» Given problem
Pick out each line in the rows below that contains the string "this", and copy those lines in full. Case counts.

» Provided entries

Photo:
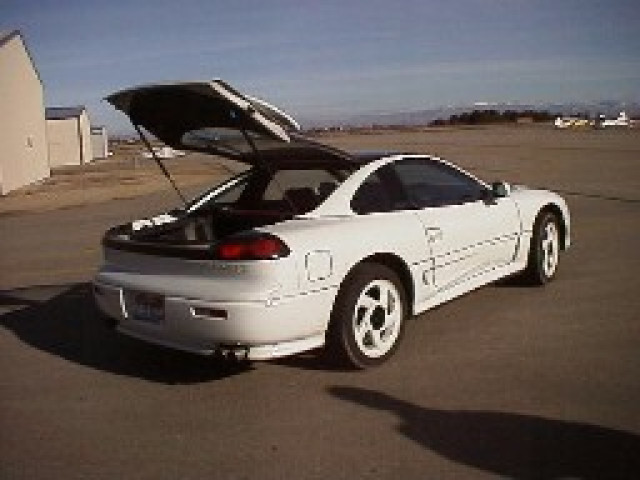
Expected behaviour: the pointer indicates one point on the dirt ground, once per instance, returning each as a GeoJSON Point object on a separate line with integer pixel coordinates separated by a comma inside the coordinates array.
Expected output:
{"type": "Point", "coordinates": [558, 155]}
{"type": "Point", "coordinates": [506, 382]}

==

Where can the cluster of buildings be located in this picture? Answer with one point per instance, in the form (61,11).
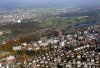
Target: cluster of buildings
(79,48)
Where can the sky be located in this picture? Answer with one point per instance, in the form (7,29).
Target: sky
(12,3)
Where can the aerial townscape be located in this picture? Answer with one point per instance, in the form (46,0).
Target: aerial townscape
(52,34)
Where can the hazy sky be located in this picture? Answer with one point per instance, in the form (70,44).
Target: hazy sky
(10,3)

==

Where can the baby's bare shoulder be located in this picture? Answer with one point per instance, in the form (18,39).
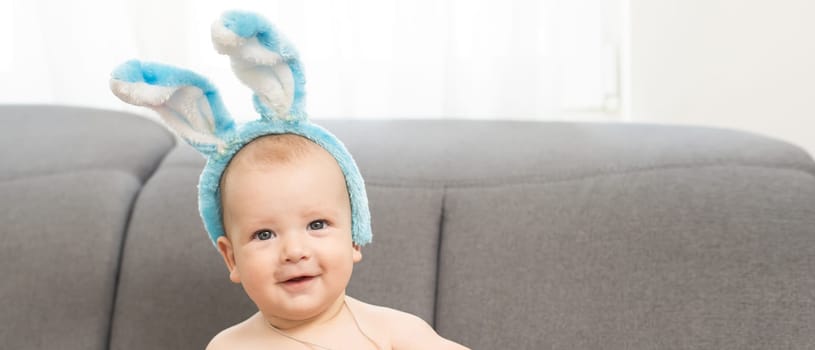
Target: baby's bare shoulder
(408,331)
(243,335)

» Exercise output
Where can the cluster of buildings be located in this picture? Answer with one point per instance, in the form (61,11).
Where can the sky be located in this picture? Answer with one point per instance, in the form (7,29).
Where can the aerial townscape be located in this picture? Answer with one point per instance, in the form (46,0).
Where can the hazy sky be located in this picture? Answer with one point per instance, in the form (70,44).
Where can the baby's bare shoulder be located in this picture? Answer with one point per instance, in the form (18,39).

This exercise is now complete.